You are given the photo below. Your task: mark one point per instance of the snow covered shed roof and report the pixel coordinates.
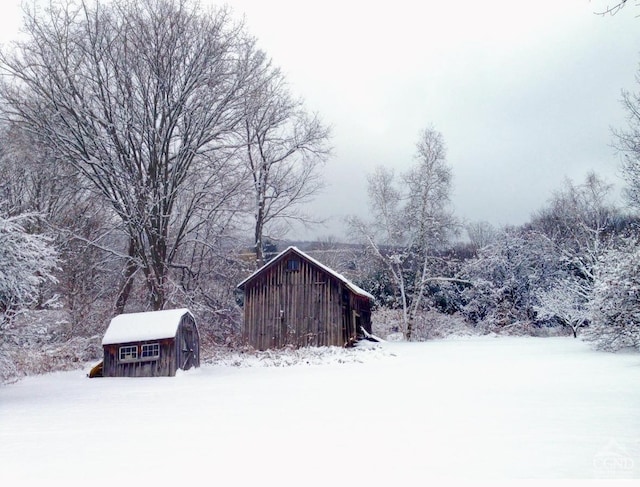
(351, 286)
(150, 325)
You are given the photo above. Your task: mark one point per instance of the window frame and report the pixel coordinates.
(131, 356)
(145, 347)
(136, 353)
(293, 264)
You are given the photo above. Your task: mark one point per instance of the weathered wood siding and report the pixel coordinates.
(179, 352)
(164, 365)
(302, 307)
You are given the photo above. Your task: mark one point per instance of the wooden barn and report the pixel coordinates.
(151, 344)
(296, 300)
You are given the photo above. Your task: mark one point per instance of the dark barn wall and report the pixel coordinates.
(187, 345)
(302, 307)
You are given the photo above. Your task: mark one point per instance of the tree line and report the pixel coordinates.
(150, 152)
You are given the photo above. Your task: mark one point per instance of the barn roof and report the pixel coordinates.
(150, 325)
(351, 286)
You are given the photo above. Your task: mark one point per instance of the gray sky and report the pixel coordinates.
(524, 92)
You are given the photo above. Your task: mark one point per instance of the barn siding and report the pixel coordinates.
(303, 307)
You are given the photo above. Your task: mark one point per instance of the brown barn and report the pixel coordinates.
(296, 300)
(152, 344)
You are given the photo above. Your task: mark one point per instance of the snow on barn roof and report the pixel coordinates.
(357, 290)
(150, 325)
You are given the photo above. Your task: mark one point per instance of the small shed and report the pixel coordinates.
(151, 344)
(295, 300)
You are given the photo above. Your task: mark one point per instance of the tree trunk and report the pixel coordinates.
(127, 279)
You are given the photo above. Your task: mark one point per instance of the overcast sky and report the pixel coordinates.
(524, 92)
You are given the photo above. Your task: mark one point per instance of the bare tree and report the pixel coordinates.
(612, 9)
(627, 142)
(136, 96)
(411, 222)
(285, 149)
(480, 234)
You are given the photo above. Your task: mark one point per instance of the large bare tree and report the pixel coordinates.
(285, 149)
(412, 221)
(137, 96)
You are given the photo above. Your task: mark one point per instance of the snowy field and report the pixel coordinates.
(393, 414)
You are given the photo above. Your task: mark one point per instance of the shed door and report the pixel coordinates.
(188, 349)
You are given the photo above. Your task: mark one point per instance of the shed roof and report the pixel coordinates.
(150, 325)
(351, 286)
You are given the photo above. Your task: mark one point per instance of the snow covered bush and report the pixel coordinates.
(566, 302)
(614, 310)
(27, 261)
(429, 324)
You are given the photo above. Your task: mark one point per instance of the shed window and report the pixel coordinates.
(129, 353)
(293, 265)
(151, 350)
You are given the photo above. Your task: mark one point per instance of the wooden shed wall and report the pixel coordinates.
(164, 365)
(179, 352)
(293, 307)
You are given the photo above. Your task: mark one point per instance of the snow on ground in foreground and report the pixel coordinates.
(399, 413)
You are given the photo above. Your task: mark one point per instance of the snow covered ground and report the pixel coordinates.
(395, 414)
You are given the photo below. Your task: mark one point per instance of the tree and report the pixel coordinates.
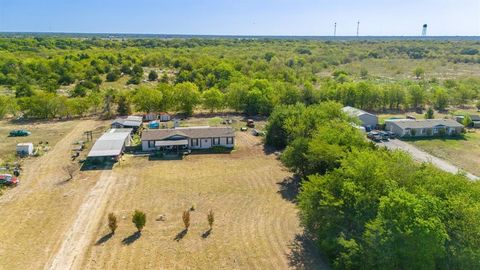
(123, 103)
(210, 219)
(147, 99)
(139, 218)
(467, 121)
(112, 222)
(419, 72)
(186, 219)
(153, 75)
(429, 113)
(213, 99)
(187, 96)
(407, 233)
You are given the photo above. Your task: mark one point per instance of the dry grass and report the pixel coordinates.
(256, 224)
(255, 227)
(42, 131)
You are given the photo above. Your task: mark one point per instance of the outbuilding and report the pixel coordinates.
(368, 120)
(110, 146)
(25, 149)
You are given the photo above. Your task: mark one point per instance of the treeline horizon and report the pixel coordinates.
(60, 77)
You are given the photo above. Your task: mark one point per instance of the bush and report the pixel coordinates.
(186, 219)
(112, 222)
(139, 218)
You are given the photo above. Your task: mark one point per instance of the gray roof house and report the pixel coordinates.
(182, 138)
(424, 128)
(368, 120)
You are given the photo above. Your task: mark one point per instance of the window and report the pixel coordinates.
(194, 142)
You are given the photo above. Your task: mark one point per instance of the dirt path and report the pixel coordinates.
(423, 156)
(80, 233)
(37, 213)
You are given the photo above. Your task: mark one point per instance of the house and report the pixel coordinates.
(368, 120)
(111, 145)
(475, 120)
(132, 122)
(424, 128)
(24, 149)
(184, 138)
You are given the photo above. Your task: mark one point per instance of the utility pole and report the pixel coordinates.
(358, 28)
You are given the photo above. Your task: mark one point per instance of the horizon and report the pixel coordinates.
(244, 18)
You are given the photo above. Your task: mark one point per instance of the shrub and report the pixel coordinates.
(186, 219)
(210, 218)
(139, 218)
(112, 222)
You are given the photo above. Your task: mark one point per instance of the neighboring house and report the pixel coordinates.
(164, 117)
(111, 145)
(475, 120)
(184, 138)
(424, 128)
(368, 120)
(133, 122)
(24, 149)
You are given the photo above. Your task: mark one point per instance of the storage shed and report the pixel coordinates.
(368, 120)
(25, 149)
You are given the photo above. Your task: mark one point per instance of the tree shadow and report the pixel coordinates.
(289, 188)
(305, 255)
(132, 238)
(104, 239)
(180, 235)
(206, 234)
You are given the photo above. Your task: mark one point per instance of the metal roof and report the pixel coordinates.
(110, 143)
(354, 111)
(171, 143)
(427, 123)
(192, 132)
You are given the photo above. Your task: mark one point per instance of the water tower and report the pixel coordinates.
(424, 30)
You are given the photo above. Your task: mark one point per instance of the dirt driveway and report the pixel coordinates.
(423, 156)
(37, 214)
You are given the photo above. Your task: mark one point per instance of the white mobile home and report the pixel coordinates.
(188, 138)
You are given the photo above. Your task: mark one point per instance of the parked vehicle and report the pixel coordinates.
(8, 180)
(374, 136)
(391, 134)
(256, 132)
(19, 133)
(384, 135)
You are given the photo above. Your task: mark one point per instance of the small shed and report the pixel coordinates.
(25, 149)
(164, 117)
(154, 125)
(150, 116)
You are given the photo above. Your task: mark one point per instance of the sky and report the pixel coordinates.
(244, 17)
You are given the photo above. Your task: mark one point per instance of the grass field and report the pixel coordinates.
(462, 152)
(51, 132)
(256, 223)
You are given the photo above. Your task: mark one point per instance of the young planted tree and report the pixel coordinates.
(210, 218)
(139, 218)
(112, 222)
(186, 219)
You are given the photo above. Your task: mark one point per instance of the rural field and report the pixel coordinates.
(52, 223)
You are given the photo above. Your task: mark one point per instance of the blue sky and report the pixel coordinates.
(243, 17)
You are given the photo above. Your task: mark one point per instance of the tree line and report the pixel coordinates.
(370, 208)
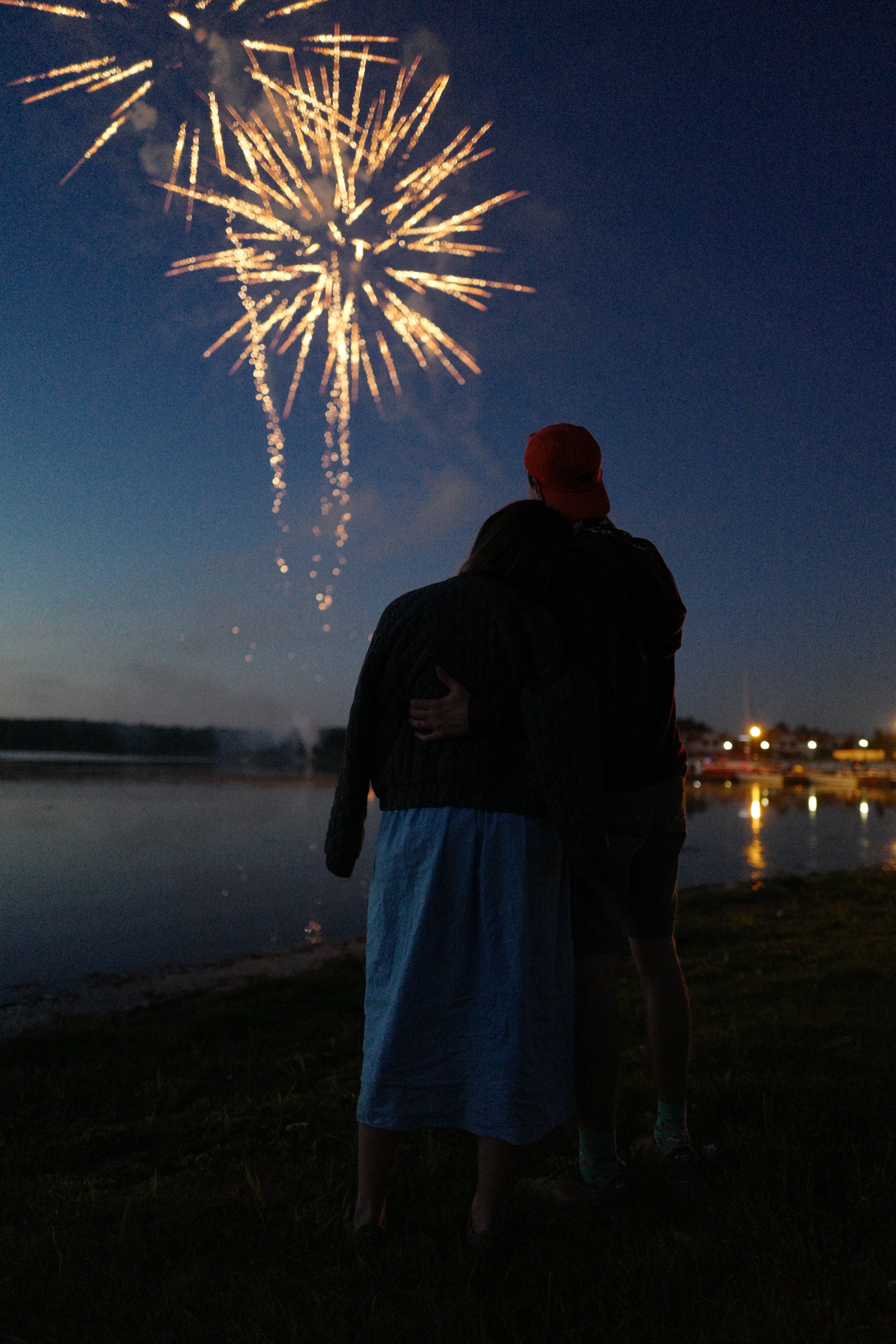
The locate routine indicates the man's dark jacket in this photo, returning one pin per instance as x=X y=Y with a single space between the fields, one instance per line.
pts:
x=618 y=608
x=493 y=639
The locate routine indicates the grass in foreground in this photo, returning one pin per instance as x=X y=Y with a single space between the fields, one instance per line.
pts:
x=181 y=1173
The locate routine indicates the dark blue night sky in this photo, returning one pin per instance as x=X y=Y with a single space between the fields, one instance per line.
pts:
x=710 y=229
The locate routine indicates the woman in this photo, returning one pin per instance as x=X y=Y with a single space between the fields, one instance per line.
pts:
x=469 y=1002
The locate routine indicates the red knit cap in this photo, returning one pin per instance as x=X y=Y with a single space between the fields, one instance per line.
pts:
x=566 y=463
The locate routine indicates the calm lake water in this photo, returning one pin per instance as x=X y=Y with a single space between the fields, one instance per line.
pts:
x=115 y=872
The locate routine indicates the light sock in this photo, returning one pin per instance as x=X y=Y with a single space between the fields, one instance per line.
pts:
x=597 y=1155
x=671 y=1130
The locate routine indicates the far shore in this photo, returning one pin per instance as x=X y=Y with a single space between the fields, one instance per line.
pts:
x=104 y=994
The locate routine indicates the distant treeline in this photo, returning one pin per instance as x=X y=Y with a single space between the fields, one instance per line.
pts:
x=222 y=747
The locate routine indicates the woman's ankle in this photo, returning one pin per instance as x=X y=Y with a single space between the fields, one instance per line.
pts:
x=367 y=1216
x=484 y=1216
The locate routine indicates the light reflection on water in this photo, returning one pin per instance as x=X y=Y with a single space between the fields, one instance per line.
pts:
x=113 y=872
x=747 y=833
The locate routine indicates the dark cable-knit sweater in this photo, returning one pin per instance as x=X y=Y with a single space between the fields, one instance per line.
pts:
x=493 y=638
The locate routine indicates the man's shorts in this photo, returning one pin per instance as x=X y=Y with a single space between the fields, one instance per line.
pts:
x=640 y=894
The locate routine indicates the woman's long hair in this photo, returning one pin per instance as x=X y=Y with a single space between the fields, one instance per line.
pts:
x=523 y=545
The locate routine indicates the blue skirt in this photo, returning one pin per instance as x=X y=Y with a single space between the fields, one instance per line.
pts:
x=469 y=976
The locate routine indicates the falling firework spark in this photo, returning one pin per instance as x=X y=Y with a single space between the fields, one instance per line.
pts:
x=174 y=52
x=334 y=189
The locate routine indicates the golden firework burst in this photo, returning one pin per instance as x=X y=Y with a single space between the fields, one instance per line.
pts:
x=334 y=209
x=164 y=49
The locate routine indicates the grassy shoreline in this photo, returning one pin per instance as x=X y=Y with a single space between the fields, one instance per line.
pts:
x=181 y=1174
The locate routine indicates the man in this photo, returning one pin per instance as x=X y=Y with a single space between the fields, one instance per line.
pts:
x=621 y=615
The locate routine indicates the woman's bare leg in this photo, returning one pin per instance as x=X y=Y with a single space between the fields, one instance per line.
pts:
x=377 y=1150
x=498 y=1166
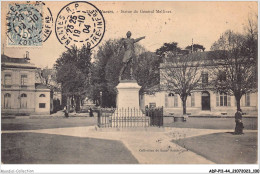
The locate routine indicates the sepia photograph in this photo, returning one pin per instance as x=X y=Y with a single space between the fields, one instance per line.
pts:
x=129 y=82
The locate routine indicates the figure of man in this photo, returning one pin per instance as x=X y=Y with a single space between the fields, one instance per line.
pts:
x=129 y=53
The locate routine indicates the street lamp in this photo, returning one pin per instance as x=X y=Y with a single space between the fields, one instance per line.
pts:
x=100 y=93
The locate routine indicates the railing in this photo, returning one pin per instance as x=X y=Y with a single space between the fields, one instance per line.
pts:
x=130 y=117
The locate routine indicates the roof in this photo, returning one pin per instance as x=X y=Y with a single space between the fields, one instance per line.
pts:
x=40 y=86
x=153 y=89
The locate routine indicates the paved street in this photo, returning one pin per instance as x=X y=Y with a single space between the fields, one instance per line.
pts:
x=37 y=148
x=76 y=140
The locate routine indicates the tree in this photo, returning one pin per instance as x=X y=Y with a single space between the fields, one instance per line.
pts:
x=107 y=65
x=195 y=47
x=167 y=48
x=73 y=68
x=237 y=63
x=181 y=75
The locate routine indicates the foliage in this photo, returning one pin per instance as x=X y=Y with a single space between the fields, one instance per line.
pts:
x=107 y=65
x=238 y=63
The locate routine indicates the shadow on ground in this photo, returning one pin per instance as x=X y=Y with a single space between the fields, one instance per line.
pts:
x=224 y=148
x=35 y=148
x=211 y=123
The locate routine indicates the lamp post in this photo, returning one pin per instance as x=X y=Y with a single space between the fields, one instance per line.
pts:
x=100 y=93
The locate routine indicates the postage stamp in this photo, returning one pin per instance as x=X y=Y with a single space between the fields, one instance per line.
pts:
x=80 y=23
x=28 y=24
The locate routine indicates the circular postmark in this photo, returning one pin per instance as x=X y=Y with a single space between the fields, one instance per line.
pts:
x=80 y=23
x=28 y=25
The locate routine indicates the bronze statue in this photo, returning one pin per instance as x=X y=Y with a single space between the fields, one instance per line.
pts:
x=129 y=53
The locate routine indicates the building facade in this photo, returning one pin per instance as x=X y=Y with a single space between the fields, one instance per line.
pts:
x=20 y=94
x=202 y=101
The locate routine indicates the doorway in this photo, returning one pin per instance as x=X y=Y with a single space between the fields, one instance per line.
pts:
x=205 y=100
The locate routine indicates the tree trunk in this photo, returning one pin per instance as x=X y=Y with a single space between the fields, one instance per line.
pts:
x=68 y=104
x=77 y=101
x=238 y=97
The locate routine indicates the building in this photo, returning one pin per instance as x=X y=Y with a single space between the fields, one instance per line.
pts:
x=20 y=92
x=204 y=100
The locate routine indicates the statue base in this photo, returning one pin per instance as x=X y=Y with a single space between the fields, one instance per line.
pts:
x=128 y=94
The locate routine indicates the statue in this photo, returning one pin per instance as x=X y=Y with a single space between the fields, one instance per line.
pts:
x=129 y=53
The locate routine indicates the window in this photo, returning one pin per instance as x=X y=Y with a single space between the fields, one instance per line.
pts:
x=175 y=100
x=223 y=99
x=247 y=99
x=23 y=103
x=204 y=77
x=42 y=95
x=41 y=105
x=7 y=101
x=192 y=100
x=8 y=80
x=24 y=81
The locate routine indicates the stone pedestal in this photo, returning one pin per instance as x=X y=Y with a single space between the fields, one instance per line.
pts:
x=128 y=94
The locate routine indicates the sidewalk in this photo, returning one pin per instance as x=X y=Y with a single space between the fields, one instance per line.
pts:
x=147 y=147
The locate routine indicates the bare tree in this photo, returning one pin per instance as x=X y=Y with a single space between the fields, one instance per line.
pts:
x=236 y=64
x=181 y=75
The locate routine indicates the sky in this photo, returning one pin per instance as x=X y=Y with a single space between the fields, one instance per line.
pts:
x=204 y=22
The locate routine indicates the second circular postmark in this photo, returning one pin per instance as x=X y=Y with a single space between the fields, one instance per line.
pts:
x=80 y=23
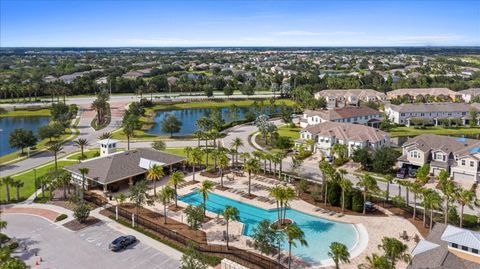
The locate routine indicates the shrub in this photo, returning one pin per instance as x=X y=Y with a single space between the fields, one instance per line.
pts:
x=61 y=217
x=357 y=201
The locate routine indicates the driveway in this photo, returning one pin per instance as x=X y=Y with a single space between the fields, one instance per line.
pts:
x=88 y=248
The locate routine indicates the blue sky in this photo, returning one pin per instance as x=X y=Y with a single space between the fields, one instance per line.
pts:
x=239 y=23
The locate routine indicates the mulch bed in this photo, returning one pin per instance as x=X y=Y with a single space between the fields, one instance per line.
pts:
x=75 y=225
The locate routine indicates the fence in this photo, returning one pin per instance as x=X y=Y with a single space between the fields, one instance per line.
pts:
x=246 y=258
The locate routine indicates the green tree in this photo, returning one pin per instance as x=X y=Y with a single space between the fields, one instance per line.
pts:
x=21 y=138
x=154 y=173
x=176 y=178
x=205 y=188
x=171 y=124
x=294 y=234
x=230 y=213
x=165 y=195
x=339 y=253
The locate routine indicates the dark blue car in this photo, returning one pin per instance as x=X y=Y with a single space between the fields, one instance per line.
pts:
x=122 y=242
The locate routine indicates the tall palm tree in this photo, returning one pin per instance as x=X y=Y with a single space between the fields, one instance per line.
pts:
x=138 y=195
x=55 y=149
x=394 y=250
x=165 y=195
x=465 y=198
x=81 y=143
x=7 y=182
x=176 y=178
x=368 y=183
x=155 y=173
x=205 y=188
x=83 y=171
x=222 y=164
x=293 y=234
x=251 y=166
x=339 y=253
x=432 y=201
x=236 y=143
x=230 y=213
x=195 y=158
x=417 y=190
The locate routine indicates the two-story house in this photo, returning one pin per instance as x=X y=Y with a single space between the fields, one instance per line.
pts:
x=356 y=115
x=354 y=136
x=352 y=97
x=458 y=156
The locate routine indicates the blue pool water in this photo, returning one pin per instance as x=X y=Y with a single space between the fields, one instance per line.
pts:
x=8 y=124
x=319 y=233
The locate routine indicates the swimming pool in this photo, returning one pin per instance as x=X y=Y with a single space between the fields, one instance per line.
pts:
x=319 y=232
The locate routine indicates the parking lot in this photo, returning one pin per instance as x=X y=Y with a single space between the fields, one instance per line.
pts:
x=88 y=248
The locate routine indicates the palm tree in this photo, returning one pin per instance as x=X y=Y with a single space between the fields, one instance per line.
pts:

○ ○ ○ ○ ○ ○ ○

■ Exercise requirements ■
Search the material for "lamp" and copy each matching line.

■ Response area ■
The locate routine indicates the street lamp in this photo, returning one pin per instance as x=X y=Y with a single space between the fields, one instance per line.
The locate routine indicates the lamp post in this photo, returning one pin per instance as x=X y=Y with a single space between the fields, one instance per line.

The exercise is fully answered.